(The task) Some entries follow. Reproduce exactly the lines starting at the one with "[ ] one point per instance of the village" and stopping after the one with "[ ] one point per instance of the porch post".

(Given records)
· · · · ·

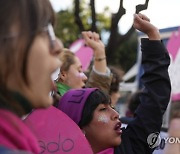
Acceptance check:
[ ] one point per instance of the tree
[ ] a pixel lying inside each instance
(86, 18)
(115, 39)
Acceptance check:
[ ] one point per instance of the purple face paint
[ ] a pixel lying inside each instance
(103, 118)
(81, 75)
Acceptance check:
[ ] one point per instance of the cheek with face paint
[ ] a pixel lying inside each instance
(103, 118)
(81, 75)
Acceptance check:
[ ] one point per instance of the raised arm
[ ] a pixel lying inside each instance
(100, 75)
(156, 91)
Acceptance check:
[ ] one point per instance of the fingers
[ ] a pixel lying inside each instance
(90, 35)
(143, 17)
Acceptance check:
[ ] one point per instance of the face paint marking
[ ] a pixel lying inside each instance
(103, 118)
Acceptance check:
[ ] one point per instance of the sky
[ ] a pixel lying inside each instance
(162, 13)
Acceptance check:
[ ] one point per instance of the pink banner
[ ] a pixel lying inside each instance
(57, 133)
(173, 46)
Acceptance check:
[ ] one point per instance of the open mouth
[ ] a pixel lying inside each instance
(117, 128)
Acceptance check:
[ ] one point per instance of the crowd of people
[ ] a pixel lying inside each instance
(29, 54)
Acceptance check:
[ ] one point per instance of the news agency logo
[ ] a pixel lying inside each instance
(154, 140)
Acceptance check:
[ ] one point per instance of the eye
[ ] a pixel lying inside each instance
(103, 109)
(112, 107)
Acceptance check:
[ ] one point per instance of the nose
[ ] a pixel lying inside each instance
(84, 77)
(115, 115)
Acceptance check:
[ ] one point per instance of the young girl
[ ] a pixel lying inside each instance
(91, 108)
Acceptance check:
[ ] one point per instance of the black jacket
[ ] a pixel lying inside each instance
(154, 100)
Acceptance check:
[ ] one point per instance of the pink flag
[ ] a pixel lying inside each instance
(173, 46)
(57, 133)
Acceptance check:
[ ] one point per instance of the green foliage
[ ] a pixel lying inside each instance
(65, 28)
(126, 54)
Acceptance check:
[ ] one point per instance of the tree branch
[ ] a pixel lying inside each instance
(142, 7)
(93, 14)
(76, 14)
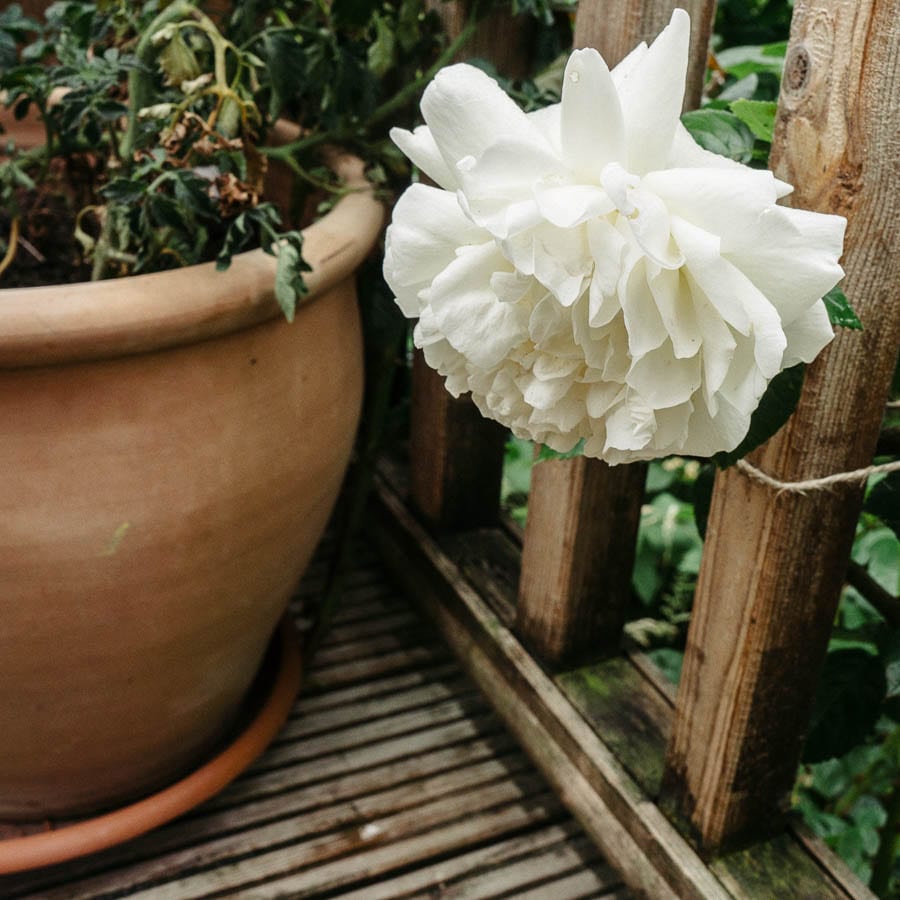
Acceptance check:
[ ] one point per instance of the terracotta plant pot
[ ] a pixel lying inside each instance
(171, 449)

· · · · ·

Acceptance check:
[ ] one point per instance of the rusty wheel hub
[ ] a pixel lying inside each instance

· · · · ·

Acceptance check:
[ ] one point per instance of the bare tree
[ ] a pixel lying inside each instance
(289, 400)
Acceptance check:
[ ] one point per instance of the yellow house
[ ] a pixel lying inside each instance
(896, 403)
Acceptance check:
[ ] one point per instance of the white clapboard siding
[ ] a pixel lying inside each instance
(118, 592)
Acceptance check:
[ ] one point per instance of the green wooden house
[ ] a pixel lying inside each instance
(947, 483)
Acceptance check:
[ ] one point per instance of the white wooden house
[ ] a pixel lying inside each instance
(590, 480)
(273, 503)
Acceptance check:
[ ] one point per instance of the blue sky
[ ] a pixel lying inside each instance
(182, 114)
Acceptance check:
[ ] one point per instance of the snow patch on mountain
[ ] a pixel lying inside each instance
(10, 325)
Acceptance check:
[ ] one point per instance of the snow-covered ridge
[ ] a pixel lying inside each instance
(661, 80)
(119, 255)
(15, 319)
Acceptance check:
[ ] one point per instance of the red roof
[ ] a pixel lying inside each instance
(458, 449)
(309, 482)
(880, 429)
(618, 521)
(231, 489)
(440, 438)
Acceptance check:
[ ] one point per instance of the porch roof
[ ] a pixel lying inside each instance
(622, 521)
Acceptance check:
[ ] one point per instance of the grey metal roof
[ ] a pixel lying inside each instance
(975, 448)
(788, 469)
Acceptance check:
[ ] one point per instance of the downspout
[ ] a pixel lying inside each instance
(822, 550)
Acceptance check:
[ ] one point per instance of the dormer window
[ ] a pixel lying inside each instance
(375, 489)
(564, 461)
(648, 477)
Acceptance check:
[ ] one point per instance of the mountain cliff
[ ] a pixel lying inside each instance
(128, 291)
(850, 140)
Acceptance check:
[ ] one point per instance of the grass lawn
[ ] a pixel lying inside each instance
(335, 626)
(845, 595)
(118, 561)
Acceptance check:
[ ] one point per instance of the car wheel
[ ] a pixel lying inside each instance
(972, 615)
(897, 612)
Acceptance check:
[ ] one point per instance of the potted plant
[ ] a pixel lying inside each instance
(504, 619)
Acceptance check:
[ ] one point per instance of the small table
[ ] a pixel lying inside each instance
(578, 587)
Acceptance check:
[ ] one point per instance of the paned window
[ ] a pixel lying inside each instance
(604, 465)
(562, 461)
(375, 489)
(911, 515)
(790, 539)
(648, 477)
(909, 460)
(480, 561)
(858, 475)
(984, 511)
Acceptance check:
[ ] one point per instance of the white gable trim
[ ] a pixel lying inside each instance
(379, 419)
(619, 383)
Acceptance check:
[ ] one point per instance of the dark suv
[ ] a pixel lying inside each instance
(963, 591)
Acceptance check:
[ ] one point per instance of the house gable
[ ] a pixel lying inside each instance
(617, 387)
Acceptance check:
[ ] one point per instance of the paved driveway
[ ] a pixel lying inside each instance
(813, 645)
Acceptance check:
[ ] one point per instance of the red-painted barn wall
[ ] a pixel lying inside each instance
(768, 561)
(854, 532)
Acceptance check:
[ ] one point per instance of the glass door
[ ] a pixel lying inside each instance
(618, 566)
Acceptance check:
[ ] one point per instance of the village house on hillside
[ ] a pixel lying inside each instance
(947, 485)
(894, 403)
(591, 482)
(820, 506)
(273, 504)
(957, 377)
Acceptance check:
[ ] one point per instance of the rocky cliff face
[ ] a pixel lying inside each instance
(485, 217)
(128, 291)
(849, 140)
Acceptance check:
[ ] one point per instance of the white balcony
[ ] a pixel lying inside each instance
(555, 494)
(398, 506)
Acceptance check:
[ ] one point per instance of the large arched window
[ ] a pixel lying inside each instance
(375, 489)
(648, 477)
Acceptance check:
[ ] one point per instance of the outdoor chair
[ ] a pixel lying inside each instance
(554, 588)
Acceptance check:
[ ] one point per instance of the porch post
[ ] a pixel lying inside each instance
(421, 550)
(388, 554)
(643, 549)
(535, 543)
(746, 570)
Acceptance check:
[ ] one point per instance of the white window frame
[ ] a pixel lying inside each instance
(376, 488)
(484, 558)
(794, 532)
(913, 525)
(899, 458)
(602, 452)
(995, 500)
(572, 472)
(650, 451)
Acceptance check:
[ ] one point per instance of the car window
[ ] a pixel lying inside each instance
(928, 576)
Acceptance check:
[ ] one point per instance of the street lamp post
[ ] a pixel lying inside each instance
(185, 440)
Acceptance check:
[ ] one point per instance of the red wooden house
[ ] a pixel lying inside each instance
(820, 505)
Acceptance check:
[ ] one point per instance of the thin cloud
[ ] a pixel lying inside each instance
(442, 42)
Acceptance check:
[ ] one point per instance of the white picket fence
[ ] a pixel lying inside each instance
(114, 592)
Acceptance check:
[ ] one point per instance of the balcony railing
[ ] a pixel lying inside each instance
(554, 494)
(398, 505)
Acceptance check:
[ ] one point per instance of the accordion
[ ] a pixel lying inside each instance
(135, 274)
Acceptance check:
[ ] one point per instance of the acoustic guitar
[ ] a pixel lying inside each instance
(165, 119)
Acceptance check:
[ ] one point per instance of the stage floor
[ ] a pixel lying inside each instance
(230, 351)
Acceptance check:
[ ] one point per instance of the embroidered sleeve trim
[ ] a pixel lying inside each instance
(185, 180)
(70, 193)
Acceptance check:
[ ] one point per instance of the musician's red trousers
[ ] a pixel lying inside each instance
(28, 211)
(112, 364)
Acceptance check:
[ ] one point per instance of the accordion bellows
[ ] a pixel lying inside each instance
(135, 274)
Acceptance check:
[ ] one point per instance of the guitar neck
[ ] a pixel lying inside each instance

· · · · ·

(Exercise output)
[ ] one point per instance of the village house on hillside
[ ] a pixel lying inside each instance
(947, 485)
(894, 403)
(591, 482)
(820, 506)
(273, 504)
(957, 377)
Acceptance check:
[ ] one point per instance of the rocky cliff face
[ ] a pixel lying inside each instance
(485, 217)
(128, 291)
(849, 140)
Acceptance check:
[ ] one point per instance of the white balcony
[ ] a pixel lying inside each instance
(555, 494)
(398, 506)
Acceptance check:
[ ] one point per instance of the large arched window
[ ] a pixel lying inside each instance
(375, 489)
(648, 477)
Acceptance check:
[ ] one point per instance of the outdoor chair
[ ] a pixel lying inside each instance
(554, 588)
Acceptance check:
[ ] one point per instance of the porch post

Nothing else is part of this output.